** Page extract **
Tuesday 20 August 2013

Summer Competitions - Let your creative-self free . . .

Its summer holidays the time when anyone who’s looking after small people find that are rapidly running out of things to keep them occupied. So how about getting them entering our Space on The Bookshelf summer competitions. It all about having fun, and hopefully winning something too. 

The prizes are EXTRA SPECIAL as they will be picked for the winner bespoke to their reading preferences. So get set your small people to task!

We at SOBS know it’s not just kids who Love Kids Books so these competitions are open to all that are young of heart whatever your age!


COVER STAR

Put yourself on the cover literally. Get your arty self-free and put yourself on to a cover of a published book. You can draw yourself or use photo’s, but either way have fun. Here are a few ideas, so how about trying it, and e-mailing them in! Please send as a PDF or Jpeg file. Please note we will be displaying the Cover Star entries on the blog, and twitter, please DO NOT put your name on the image.



BLURB COMP

Write a Blurb for your favourite books, or a book idea you have and send it to us. Please send as a Word attachment.

Once you have your entry e-mail to SpaceOnTheBookshelf@yahoo.com with it your name, age, and a list of three of your favourite books. Please note we will be displaying the Cover Star entries on the blog, and twitter, please DO NOT put your name on the image. The competition will be running throughout the summer and closes on September 5th.


Enter and you could win a specially selected prize chosen especially for you based on you age, and reading likes. What will it be?

Good Luck!

Thursday 15 August 2013

Undiscovered voices flies again

If you’ve not come across Undiscovered Voices and you write for children and haven't yet been published, it’s worth checking it out as its one of the few competitions aimed at unpublished writers and has an enviable track record of getting its winners noticed.

Because really, writing as a hobby is kind of weird.

** Goal 1 **
Could you echo the blog page word for word, covering the stretch from "Once you have" through "kind of weird."?
** Goal 2 **
Can you turn the paragraph of the blog page that begins "Once you have your entry e-mail" into a short list that keeps its main facts?
** Goal 3 **
Would you pick up the blog page right after its final sentence and keep writing from there?

** Records of labeled points **
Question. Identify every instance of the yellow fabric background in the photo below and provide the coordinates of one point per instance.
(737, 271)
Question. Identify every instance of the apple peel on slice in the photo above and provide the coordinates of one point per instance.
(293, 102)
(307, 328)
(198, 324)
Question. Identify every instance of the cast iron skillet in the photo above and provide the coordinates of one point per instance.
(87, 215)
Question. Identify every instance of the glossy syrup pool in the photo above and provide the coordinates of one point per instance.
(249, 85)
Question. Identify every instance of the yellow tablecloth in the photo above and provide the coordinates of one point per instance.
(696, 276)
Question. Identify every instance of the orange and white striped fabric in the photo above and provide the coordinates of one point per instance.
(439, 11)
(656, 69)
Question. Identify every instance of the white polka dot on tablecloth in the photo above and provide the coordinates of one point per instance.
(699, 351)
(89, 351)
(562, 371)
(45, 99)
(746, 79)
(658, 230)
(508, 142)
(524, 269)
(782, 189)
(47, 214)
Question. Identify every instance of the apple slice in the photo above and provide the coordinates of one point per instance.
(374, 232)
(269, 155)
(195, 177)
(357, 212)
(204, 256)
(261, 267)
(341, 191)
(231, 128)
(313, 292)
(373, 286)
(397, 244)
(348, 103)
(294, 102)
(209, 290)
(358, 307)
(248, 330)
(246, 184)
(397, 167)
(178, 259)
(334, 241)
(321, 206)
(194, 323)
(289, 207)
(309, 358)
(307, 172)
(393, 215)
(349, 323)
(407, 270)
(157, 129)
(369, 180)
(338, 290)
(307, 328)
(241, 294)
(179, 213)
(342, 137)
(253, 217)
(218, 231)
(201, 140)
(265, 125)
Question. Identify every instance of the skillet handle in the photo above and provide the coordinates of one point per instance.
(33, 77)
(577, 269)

** Reply 1 **
Once you have your entry e-mail to SpaceOnTheBookshelf@yahoo.com with it your name, age, and a list of three of your favourite books. Please note we will be displaying the Cover Star entries on the blog, and twitter, please DO NOT put your name on the image. The competition will be running throughout the summer and closes on September 5th.


Enter and you could win a specially selected prize chosen especially for you based on you age, and reading likes. What will it be?

Good Luck!

Thursday 15 August 2013

Undiscovered voices flies again

If you’ve not come across Undiscovered Voices and you write for children and haven't yet been published, it’s worth checking it out as its one of the few competitions aimed at unpublished writers and has an enviable track record of getting its winners noticed.

Because really, writing as a hobby is kind of weird.

** Reply 2 **
- Email entries to SpaceOnTheBookshelf@yahoo.com.
- Include your name, your age, and a list of three of your favorite books.
- Cover Star entries will be shown on the blog and Twitter, so don't put your name on the image.
- The competition runs throughout the summer and closes on September 5th.

** Reply 3 **
On the face of it, it is the simplest thing in the world. There are almost no barriers to giving it a go. You don’t need to have taken a degree in creative writing (although these days it probably helps), you can fit it in around other things in life so it feels like fun rather than anything big or serious you’re taking on.

You can potter along, not needing anything much more complicated than a pencil and a sheet of paper to get you started. There aren’t even any costs involved, anyone of any age can start it at any time. Who wouldn’t want to give it a go?

It’s when you try to take things any further that you begin to realise you might have taken on something quite different to what you thought.

It’s when you start to have those random thoughts of wondering if what you are writing is any good at all, whether anyone would actually want to read it . . . that’s when the trouble starts.

Then, writing suddenly becomes the most difficult, the most complicated and competitive, the most monstrously challenging interest anyone could possibly have chosen to take up.

Perhaps aiming for that Olympic medal would have been easier? At least then someone would probably have kindly pointed out at any early age that you have two left feet and saved you a lot of trouble.

But as a writer it’s incredibly difficult to tell if you are on the right track, or so off course you are now heading somewhere west of Jupiter. Sometimes it feels like there is the narrowest of gaps between the two, but one that seems impossible to cross.

Your crit group might say nice things (but then they are nice, aren’t they).

But it’s real, actual readers who count. And before you reach them you’ve an entire industry to negotiate, of agents and publishers, and there is marketing and sales. There are book jackets and book launches – all very well, but it all starts with that first knock at the door and that is done by going through an utterly weird process called submitting to agents.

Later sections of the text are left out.